§ Exercise brief
I would like each line of the data that holds the word "crowd" copied out.

────────────────

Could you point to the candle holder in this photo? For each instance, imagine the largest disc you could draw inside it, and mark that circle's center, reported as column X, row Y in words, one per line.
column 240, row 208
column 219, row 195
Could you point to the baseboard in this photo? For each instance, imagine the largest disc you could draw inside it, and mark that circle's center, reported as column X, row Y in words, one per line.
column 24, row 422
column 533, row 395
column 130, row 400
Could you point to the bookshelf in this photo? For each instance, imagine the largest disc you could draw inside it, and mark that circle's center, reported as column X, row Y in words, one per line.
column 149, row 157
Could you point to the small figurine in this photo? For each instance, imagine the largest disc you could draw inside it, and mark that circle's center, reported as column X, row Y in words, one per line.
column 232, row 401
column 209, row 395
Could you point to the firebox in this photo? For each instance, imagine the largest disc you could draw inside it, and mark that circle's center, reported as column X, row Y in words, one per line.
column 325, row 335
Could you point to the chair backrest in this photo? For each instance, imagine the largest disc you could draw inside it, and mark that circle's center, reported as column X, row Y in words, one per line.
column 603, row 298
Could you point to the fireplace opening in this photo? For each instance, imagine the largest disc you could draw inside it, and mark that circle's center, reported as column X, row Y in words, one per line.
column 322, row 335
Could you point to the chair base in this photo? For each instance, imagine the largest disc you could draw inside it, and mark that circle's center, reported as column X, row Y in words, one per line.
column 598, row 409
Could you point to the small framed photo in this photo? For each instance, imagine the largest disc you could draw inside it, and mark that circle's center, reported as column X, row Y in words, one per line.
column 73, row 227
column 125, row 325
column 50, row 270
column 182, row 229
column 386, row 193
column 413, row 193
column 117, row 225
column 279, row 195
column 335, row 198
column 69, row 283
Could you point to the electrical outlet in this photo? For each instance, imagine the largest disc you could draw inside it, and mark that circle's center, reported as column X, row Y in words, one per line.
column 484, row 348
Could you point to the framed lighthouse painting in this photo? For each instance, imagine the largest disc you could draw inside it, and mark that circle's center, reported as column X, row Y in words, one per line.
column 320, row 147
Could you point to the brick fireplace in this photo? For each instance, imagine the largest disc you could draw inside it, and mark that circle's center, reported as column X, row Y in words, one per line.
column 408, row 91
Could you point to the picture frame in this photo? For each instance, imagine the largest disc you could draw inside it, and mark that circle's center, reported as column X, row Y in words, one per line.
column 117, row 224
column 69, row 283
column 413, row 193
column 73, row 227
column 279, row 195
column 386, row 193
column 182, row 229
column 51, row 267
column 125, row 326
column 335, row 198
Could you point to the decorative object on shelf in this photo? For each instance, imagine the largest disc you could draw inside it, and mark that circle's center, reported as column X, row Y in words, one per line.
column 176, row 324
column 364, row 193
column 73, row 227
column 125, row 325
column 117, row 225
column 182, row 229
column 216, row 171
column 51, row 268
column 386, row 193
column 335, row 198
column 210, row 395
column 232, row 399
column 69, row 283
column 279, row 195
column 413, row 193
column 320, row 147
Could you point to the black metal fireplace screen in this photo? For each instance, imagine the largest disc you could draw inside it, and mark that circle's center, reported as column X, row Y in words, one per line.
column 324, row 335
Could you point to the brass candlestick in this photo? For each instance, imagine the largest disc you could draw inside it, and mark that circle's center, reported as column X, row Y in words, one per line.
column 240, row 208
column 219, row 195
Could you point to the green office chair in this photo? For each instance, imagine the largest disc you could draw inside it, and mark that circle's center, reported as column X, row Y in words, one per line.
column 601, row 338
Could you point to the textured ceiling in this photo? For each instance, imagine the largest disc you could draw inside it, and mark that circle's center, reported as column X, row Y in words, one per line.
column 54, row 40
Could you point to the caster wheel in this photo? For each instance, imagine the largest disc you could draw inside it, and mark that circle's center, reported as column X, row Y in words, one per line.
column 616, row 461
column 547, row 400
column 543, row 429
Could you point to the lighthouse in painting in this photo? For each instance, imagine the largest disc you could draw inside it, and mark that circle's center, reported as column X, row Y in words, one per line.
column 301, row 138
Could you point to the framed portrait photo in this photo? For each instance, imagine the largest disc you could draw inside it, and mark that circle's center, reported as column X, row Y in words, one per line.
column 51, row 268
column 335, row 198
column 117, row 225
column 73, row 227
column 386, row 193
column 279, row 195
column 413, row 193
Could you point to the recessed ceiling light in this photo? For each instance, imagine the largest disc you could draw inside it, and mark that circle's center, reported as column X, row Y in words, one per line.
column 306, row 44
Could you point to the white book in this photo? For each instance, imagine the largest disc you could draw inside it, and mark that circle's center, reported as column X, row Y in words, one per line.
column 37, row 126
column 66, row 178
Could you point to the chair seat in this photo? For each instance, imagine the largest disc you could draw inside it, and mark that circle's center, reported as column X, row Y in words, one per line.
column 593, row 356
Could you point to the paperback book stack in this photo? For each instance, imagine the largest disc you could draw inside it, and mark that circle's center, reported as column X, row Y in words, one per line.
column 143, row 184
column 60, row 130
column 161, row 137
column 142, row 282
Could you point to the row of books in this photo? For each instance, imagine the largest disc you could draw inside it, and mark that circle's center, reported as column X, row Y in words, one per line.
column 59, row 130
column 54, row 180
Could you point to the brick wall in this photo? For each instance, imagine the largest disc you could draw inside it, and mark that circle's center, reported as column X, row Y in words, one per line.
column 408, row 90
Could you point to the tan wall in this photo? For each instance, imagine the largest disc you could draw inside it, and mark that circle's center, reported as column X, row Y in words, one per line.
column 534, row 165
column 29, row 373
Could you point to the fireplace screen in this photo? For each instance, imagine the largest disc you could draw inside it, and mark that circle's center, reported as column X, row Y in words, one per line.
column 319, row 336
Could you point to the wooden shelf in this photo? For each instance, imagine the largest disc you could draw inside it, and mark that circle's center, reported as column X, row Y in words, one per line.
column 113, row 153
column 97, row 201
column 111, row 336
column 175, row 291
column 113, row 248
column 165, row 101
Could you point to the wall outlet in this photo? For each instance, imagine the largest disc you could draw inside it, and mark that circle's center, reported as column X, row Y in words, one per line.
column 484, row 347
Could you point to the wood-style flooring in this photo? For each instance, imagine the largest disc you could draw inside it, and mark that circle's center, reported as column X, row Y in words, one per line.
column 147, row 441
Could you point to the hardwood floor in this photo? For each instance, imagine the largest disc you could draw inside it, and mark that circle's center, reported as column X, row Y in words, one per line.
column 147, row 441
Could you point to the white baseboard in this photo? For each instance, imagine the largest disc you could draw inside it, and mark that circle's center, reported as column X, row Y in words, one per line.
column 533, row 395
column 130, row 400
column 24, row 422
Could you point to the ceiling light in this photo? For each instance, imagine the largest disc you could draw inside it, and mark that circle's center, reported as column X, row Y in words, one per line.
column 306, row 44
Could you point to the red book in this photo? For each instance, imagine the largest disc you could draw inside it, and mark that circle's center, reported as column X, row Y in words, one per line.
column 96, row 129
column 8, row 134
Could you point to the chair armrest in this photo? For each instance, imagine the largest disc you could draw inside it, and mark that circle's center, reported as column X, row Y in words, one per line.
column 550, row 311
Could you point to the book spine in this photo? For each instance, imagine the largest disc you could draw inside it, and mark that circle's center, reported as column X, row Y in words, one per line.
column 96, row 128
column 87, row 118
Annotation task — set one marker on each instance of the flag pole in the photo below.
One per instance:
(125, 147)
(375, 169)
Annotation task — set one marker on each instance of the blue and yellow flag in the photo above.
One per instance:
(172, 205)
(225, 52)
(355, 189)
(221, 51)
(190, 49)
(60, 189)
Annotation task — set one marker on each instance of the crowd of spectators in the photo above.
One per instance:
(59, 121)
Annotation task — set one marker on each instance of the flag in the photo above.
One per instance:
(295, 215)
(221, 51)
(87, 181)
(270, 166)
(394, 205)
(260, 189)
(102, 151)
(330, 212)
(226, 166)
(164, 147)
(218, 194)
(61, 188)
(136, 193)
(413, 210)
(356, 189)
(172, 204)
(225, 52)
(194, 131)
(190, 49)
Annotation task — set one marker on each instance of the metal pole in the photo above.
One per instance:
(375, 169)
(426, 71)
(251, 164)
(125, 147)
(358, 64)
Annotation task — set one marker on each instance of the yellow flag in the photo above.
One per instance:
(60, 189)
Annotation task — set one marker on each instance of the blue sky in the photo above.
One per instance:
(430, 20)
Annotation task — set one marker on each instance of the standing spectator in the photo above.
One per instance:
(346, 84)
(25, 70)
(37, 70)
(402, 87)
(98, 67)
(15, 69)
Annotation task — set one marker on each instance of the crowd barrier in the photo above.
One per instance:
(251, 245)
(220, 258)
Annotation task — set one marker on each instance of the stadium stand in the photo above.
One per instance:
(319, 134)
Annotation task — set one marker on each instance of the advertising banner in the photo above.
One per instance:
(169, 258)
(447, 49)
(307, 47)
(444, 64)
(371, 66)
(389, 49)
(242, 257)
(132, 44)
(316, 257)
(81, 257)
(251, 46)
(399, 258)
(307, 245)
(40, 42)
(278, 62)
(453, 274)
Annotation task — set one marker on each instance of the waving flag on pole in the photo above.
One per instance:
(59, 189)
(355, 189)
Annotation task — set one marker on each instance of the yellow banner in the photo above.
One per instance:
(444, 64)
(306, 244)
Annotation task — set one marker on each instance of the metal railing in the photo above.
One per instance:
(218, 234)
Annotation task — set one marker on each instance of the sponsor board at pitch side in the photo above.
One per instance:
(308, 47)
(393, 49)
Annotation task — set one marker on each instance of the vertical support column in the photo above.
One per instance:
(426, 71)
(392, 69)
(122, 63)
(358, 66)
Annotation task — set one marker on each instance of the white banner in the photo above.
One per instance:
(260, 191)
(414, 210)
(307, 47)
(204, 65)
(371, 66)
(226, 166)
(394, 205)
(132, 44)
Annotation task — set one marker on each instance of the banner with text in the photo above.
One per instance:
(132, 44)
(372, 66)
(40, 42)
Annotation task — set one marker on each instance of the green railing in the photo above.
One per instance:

────────────────

§ Answer to this problem
Annotation task — set one marker on each instance of the crowd of spectators in the photo above.
Annotation task — set one marker on each instance of the crowd barrier in the photo above.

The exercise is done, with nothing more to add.